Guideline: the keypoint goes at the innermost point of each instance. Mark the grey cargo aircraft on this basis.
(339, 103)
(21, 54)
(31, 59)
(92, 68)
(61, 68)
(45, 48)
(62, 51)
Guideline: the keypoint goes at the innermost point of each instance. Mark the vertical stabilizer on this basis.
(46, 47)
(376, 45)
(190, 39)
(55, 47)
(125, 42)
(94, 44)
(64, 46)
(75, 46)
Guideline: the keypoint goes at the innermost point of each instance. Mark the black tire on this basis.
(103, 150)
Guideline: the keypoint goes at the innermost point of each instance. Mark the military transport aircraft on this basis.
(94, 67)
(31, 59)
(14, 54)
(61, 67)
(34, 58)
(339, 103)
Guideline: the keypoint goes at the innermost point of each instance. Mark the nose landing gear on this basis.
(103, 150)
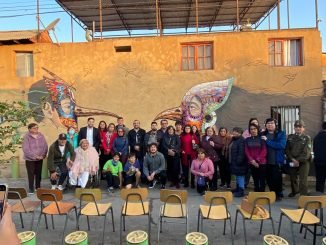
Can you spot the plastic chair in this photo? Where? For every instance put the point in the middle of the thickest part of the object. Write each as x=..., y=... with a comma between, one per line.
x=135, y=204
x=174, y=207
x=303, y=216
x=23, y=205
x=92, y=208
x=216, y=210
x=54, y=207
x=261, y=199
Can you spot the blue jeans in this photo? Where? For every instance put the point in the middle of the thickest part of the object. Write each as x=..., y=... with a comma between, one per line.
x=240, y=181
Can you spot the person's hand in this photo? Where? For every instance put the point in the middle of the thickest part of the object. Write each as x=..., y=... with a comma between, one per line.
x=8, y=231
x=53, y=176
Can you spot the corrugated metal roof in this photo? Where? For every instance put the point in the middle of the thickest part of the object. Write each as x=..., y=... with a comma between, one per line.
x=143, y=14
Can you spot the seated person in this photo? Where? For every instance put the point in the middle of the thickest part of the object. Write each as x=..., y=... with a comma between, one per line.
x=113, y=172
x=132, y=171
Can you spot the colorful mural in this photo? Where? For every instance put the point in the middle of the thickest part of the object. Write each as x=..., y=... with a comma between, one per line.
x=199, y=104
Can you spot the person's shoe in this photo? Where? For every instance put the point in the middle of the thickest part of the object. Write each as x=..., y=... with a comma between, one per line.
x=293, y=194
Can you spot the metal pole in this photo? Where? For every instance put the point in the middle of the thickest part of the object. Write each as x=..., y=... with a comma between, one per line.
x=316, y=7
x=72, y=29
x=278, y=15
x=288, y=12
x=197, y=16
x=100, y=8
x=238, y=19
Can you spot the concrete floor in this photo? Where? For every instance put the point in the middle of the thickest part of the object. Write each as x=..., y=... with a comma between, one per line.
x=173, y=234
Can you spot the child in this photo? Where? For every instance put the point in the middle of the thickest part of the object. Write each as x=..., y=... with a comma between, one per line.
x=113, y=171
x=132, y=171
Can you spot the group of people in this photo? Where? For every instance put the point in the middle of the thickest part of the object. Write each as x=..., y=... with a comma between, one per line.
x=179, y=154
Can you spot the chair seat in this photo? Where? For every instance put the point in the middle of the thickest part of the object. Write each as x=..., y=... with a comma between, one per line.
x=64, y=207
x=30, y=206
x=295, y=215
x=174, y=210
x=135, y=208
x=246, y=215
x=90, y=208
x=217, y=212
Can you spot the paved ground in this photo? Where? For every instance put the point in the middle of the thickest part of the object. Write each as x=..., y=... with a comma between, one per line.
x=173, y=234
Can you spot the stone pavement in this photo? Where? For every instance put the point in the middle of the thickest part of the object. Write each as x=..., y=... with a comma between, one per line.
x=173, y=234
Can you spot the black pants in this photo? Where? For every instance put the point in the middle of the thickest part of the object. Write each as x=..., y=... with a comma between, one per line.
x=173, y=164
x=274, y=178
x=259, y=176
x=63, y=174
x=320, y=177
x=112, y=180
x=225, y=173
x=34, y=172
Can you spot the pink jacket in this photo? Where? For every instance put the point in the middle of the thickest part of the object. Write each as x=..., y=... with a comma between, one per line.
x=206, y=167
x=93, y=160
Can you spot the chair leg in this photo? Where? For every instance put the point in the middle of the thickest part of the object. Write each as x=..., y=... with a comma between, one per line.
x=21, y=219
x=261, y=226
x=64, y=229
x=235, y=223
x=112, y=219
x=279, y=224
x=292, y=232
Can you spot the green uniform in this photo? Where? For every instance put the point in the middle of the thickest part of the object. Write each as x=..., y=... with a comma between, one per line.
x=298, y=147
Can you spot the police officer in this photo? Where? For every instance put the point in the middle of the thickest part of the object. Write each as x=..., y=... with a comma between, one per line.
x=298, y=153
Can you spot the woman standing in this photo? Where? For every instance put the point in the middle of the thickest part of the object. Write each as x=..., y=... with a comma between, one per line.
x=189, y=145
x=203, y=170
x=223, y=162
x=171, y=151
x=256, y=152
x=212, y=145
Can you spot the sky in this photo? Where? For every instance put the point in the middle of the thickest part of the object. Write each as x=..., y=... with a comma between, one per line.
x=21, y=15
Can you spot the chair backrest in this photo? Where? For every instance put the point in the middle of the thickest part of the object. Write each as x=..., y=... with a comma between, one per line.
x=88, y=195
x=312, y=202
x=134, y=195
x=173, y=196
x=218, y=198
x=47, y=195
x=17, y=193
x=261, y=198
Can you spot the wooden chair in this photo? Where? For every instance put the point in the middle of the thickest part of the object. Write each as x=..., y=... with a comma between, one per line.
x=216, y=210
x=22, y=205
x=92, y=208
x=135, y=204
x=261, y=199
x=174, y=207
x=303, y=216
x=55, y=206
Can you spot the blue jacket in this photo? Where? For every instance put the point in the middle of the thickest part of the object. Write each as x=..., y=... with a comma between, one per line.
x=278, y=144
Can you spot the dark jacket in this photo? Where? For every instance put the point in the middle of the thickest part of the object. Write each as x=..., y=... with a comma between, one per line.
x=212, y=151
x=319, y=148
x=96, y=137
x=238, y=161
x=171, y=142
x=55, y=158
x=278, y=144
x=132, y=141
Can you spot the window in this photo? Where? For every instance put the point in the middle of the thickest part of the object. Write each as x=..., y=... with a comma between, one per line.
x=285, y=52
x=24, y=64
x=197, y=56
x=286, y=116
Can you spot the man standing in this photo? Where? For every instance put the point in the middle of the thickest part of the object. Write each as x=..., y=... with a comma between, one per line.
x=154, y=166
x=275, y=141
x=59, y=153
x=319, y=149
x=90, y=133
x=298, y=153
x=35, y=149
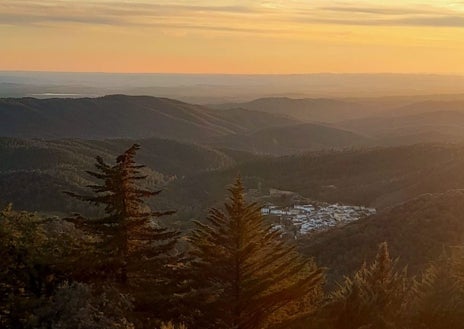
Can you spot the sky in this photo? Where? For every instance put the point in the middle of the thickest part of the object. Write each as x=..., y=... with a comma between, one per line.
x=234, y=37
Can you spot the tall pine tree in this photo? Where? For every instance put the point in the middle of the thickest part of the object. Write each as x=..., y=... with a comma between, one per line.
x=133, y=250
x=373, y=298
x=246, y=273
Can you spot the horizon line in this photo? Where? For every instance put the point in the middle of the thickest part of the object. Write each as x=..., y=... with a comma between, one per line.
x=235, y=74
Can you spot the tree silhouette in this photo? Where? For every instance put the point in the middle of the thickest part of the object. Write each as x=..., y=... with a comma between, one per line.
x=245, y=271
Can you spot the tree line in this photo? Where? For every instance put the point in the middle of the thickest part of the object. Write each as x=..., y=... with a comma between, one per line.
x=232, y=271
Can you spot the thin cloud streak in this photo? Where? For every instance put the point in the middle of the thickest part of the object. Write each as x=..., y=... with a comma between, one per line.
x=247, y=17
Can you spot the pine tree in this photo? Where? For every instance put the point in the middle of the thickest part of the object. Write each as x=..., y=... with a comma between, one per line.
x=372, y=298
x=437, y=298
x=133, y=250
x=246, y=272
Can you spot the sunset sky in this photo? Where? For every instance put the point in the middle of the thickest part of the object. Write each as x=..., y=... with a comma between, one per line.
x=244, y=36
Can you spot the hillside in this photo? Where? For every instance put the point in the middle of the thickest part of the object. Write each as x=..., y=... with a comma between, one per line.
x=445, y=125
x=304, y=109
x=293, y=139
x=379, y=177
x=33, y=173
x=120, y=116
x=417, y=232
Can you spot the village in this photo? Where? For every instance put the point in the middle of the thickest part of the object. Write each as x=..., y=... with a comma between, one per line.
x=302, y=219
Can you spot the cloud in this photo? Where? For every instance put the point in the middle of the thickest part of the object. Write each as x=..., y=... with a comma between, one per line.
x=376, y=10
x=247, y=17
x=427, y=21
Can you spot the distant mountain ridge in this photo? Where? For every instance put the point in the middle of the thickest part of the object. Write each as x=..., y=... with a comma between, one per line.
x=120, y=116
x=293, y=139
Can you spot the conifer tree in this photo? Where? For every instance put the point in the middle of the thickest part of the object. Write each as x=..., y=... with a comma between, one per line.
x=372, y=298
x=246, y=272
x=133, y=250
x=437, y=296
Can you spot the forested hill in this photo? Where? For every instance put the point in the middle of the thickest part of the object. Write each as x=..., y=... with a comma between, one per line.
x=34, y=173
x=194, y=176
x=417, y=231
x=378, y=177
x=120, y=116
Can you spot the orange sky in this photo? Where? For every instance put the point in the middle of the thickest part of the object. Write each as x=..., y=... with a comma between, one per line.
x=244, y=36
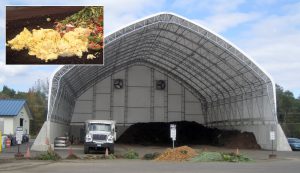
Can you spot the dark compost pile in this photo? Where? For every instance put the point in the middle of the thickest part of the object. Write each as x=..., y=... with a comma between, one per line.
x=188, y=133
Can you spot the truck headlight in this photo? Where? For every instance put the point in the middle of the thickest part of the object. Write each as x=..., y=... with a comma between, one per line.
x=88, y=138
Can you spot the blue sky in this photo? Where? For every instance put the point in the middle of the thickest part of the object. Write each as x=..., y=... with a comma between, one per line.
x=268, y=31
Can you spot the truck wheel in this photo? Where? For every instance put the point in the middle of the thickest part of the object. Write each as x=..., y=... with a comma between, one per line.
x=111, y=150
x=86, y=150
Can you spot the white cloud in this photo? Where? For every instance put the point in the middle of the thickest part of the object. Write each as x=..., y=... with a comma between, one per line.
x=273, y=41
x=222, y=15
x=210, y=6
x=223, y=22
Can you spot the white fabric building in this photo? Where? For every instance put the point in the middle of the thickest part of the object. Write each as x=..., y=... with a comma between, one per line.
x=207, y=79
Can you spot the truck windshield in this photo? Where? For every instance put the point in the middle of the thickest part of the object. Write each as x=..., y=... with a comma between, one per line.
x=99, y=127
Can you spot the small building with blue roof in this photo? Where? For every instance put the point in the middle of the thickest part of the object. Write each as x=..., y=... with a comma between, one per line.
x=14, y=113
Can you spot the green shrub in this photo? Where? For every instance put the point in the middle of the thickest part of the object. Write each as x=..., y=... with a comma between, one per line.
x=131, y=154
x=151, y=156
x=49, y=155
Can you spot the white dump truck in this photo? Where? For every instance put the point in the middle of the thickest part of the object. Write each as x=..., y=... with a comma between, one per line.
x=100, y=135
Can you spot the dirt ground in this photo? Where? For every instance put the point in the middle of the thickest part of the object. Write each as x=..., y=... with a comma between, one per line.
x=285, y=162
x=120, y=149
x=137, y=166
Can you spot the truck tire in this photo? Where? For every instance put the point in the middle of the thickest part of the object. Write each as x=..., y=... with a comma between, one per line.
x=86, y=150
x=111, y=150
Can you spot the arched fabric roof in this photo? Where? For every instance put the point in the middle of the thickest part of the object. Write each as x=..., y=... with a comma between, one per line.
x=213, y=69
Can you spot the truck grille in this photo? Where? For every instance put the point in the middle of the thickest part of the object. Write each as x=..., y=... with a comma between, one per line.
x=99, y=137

======

*Short task*.
Retype the lines above exactly, from the line containing "Can you spot the dark compost" through the line containing "x=268, y=31", including both of those lines.

*Exercise output*.
Can you spot the dark compost pile in this photo? Where? For every instance put the point in the middle of the thickest part of the object. Write each as x=..., y=... with a comma between, one per line.
x=188, y=133
Can you spot the truck headlight in this photo? Where? For every instance put the point in the middle of the thickest part of the object. Write each as x=..., y=... with a comma between, one per line.
x=88, y=138
Can you spot the blue sky in this photo? Where? For every instance put the point in the middle of the thickest part of the object. Write each as x=..., y=... with a comma between, one per line.
x=268, y=31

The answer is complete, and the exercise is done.